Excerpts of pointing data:
----

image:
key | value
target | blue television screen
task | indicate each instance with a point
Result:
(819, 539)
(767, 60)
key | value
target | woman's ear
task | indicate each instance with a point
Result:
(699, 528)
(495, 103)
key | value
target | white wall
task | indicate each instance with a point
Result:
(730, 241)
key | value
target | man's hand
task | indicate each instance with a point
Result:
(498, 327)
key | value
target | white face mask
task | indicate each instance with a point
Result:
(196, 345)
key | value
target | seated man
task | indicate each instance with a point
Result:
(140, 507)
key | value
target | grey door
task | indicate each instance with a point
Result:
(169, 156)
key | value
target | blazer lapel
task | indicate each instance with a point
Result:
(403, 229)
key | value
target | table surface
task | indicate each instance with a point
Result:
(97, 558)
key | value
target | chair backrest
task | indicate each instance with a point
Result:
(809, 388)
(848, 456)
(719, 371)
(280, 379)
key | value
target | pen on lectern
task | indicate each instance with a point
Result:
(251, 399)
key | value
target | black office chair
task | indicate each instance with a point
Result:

----

_SHORT EXERCISE_
Rewrite the entries above, changing every "indicate" to "mark" and leaving everything else as it is.

_EXERCISE OUTPUT_
image:
key | value
target | blue television screen
task | mark each instance with a point
Result:
(819, 539)
(767, 60)
key | value
target | woman's ear
task | mark each instance with a point
Result:
(699, 528)
(495, 103)
key | value
target | white wall
task | mark each instance with a point
Result:
(730, 241)
key | value
target | man's hand
task | mark each instance with a point
Result:
(498, 327)
key | value
target | white face mask
task | mark each instance with a point
Result:
(196, 345)
key | value
target | seated man
task | mark each instance with a point
Result:
(140, 507)
key | value
target | grey door
task | mark each instance with a point
Result:
(169, 156)
key | value
target | blazer lapel
task | mark each instance with a point
Result:
(403, 229)
key | value
target | table surface
task | mark each instance with a point
Result:
(97, 558)
key | value
target | chair backrest
task | mark each instance with a point
Result:
(809, 388)
(848, 456)
(719, 371)
(280, 379)
key | value
target | pen on lectern
task | mark each instance with a point
Result:
(251, 399)
key | value
target | black office chair
task | mark each instance with a point
Result:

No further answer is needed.